*Given data*.

━━━━━━━━━━━━━━━━

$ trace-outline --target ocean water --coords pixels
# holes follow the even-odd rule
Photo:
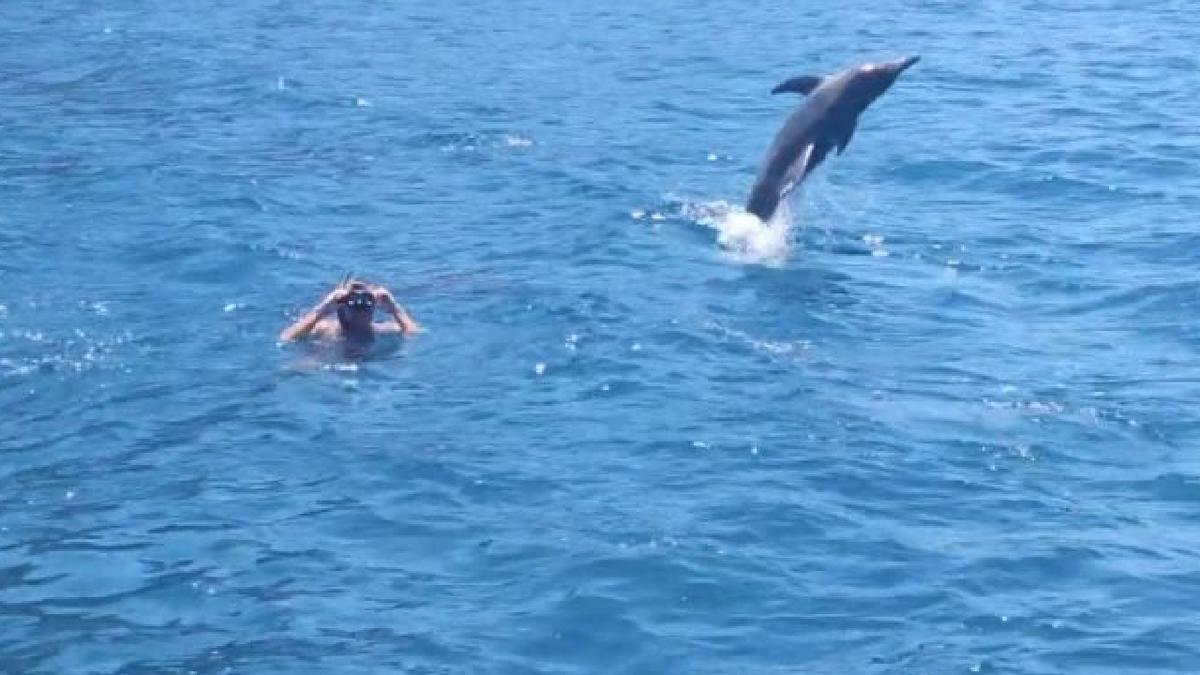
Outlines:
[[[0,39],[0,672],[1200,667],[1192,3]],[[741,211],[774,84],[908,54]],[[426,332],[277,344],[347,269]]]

━━━━━━━━━━━━━━━━

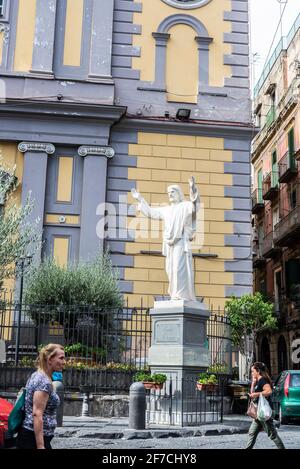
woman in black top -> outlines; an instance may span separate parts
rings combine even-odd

━━━━━━━━━━━━━━━━

*Work instruction*.
What lines above mention "even"? Copy each one.

*Your solution*.
# holes follow the even-odd rule
rings combine even-odd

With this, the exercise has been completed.